** Begin EXTRACT TO READ **

[Intel-gfx] [PATCH 5/6] drm/i915: Only recover active engines
Mika Kuoppala
mika.kuoppala at linux.intel.com
Wed Jun 26 14:44:56 UTC 2019
Chris Wilson <chris at chris-wilson.co.uk> writes:
> If we issue a reset to a currently idle engine, leave it idle
> afterwards. This is useful to excise a linkage between reset and the
> shrinker. When waking the engine, we need to pin the default context
default context, kernel context, golden context...
if we ever revisit the naming, I will advocate for proto context.
> image which we use for overwriting a guilty context -- if the engine is
> idle we do not need this pinned image! However, this pinning means that
> waking the engine acquires the FS_RECLAIM, and so may trigger the
> shrinker. The shrinker itself may need to wait upon the GPU to unbind
> and object and so may require services of reset; ergo we should avoid
> the engine wake up path.
>
> The danger in skipping the recovery for idle engines is that we leave the
> engine with no context defined, which may interfere with the operation of
> the power context on some older platforms. In practice, we should only
> be resetting an active GPU but it something to look out for on Ironlake
> (if memory serves).
>
I will place my bet on bdw.
Reviewed-by: Mika Kuoppala <mika.kuoppala at linux.intel.com>
> Signed-off-by: Chris Wilson <chris at chris-wilson.co.uk>
> ---
> drivers/gpu/drm/i915/gt/intel_reset.c | 37 ++++++++++++++----------
> drivers/gpu/drm/i915/gt/selftest_reset.c | 6 ++--
> 2 files changed, 26 insertions(+), 17 deletions(-)

** End EXTRACT TO READ **
** Begin STORED DATA **

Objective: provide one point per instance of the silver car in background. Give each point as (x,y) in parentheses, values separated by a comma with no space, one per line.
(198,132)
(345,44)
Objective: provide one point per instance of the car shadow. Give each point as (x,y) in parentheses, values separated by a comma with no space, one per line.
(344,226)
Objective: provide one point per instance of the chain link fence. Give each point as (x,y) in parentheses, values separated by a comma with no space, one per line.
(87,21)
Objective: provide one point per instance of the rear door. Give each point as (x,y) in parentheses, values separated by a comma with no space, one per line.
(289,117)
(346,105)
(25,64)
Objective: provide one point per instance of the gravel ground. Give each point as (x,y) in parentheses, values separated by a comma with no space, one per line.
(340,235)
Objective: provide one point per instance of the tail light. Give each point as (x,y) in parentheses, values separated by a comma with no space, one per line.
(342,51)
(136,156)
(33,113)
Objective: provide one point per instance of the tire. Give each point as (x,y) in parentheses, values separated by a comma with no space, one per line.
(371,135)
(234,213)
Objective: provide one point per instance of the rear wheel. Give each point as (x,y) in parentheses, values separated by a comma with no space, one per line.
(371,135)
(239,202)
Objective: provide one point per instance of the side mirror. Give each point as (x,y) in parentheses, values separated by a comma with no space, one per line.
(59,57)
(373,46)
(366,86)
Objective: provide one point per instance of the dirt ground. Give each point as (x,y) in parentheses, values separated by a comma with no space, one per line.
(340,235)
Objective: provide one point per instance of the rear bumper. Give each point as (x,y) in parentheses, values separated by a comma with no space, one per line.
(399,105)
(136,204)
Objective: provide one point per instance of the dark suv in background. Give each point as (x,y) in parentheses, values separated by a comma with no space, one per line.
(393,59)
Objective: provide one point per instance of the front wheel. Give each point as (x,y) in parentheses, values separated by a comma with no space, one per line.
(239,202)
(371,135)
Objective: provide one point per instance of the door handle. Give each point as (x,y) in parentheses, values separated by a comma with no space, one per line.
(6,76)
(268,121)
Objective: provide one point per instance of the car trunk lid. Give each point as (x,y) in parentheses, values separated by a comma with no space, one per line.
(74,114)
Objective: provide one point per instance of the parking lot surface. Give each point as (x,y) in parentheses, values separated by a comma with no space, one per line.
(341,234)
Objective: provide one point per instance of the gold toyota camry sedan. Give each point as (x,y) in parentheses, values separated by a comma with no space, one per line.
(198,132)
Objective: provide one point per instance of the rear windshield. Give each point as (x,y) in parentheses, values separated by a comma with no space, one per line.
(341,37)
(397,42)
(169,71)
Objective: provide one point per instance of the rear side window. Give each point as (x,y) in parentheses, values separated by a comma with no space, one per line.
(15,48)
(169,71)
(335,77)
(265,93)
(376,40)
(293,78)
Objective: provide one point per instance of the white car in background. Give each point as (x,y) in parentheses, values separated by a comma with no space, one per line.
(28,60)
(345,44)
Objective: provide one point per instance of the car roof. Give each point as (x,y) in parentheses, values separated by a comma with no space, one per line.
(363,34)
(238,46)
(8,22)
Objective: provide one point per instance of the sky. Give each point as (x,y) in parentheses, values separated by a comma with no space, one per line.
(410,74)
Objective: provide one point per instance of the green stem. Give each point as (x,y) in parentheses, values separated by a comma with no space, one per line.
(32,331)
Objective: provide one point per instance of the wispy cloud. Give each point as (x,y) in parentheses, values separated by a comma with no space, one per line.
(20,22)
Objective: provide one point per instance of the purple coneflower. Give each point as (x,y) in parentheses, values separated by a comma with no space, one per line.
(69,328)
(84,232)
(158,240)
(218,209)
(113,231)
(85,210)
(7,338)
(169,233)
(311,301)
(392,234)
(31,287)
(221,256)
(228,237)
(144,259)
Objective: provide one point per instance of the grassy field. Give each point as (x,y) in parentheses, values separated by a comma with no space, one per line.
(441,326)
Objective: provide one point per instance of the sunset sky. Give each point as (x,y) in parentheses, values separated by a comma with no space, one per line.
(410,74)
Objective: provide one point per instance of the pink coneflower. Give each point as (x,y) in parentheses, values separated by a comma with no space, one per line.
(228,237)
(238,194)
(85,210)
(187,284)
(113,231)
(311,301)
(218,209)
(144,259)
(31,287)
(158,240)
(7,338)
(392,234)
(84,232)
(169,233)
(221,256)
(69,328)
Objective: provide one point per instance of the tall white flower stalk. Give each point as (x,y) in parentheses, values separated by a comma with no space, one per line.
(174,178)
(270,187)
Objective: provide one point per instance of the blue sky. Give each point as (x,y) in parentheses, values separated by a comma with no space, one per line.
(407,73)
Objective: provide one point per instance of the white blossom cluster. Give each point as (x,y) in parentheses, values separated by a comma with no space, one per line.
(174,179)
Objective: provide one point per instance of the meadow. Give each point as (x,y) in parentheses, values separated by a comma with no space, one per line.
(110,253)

** End STORED DATA **

WHAT TO DO
A. In the patch review message about recovering only active engines, what name does the reviewer say he would advocate for if the naming of the default context is ever revisited?
B. Condense the paragraph of the patch review message that begins "The danger in skipping the recovery for idle engines" into two sentences, keeping its main facts.
C. Take the patch review message about recovering only active engines further, starting after its last line.
The listing is separate material and has no connection to the patch review message.

EXPECTED ANSWERS
A. Proto context.

B. Skipping recovery for idle engines risks leaving an engine with no context defined, which may interfere with the power context on some older platforms. In practice only an active GPU should be reset, but the author, if memory serves, thinks this is something to watch for on Ironlake.

C.
>
> diff --git a/drivers/gpu/drm/i915/gt/intel_reset.c b/drivers/gpu/drm/i915/gt/intel_reset.c
> index 8ce92c51564e..e7cbd9cf85c1 100644
> --- a/drivers/gpu/drm/i915/gt/intel_reset.c
> +++ b/drivers/gpu/drm/i915/gt/intel_reset.c
> @@ -678,7 +678,6 @@ static void reset_prepare_engine(struct intel_engine_cs *engine)
> * written to the powercontext is undefined and so we may lose
> * GPU state upon resume, i.e. fail to restart after a reset.
> */
> - intel_engine_pm_get(engine);
> intel_uncore_forcewake_get(engine->uncore, FORCEWAKE_ALL);
> engine->reset.prepare(engine);
> }
> @@ -709,16 +708,21 @@ static void revoke_mmaps(struct drm_i915_private *i915)
> }
> }
>
> -static void reset_prepare(struct drm_i915_private *i915)
> +static intel_engine_mask_t reset_prepare(struct drm_i915_private *i915)
> {
> struct intel_engine_cs *engine;
> + intel_engine_mask_t awake = 0;
> enum intel_engine_id id;
>
> - intel_gt_pm_get(&i915->gt);
> - for_each_engine(engine, i915, id)
> + for_each_engine(engine, i915, id) {
> + if (intel_engine_pm_get_if_awake(engine))
> + awake |= engine->mask;
> reset_prepare_engine(engine);
> + }
>
> intel_uc_reset_prepare(i915);
> +
> + return awake;
> }
>
> static void gt_revoke(struct drm_i915_private *i915)
> @@ -752,20 +756,22 @@ static int gt_reset(struct drm_i915_private *i915,
> static void reset_finish_engine(struct intel_engine_cs *engine)
> {
> engine->reset.finish(engine);
> - intel_engine_pm_put(engine);
> intel_uncore_forcewake_put(engine->uncore, FORCEWAKE_ALL);
> +
> + intel_engine_signal_breadcrumbs(engine);
> }
>
> -static void reset_finish(struct drm_i915_private *i915)
> +static void reset_finish(struct drm_i915_private *i915,
> + intel_engine_mask_t awake)
> {
> struct intel_engine_cs *engine;
> enum intel_engine_id id;
>
> for_each_engine(engine, i915, id) {
> reset_finish_engine(engine);
> - intel_engine_signal_breadcrumbs(engine);
> + if (awake & engine->mask)
> + intel_engine_pm_put(engine);
> }
> - intel_gt_pm_put(&i915->gt);
> }
>
> static void nop_submit_request(struct i915_request *request)
> @@ -789,6 +795,7 @@ static void __i915_gem_set_wedged(struct drm_i915_private *i915)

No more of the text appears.